» Information given
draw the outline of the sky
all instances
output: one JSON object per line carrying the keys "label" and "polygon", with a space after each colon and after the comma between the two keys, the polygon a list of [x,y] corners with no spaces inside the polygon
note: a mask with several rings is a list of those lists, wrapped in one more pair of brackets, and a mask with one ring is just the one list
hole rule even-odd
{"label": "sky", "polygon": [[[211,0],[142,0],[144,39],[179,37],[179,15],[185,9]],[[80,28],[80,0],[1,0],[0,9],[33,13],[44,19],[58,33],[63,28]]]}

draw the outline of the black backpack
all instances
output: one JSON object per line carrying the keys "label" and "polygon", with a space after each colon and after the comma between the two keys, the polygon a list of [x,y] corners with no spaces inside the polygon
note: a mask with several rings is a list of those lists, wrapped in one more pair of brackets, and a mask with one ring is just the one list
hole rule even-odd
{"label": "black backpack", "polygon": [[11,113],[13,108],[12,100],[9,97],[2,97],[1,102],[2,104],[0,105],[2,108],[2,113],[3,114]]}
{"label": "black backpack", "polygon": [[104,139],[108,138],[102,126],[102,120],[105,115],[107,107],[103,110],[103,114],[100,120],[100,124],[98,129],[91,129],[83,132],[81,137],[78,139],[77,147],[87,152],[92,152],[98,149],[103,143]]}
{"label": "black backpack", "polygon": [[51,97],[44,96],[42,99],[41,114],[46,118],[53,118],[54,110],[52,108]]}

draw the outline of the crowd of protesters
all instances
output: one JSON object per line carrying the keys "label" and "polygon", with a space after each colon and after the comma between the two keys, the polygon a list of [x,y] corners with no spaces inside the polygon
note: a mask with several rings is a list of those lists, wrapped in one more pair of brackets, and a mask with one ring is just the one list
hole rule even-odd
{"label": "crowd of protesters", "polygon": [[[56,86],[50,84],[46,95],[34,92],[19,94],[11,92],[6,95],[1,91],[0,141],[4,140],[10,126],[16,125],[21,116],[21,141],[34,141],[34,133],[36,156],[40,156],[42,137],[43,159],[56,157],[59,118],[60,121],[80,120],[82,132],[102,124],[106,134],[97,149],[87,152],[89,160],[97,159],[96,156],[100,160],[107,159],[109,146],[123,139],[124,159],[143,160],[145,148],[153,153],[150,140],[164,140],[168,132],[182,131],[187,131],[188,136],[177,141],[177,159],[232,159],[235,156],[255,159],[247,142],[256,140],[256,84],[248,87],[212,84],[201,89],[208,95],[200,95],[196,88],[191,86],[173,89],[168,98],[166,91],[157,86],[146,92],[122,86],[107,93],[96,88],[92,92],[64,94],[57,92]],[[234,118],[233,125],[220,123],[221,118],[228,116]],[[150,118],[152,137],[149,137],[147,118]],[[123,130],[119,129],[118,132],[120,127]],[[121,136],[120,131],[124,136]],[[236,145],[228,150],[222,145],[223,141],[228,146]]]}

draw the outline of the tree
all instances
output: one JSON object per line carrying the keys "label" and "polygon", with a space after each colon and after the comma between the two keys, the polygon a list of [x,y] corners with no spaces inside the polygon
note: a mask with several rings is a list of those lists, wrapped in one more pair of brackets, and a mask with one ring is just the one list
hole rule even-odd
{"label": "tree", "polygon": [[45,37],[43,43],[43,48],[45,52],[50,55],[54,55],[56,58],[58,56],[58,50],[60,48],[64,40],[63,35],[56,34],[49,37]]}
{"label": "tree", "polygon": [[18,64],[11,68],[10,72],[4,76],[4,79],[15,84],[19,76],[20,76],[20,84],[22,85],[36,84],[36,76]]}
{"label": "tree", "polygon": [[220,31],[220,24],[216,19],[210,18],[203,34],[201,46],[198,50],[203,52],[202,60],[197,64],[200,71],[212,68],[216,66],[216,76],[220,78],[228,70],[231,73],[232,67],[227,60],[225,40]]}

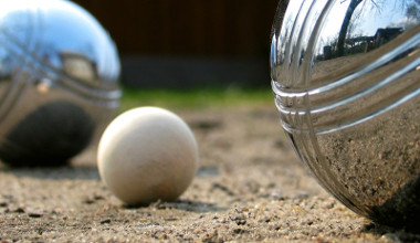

» What you need to do
Copy every line of the rows, from the line containing "draw the outline of the tree" through the end of the rows, and offset each polygon coordinate by adding 147 to it. Leave the pictures out.

» Exercise result
draw the outline of the tree
all instances
output: one JSON object per line carrying the keys "label" and "polygon", with a space after each colon and after the comma between the two keys, the polygon a list of [x,y] corners with no spaces inside the polygon
note: a mask with several rings is a list of those lists, wrapped in one more pair of brackets, and a mask with one ring is just the one list
hole rule even-odd
{"label": "tree", "polygon": [[192,184],[190,190],[190,195],[192,199],[197,202],[201,202],[203,205],[205,203],[205,197],[207,195],[211,187],[210,182],[203,181],[196,184]]}
{"label": "tree", "polygon": [[165,211],[158,215],[157,219],[151,223],[151,226],[162,231],[166,223],[167,223],[167,231],[169,232],[183,231],[183,223]]}
{"label": "tree", "polygon": [[367,178],[367,171],[363,166],[357,165],[350,181],[348,193],[345,197],[350,199],[349,207],[344,211],[347,218],[359,215],[363,213],[363,223],[367,225],[375,217],[378,220],[379,214],[374,207],[372,187]]}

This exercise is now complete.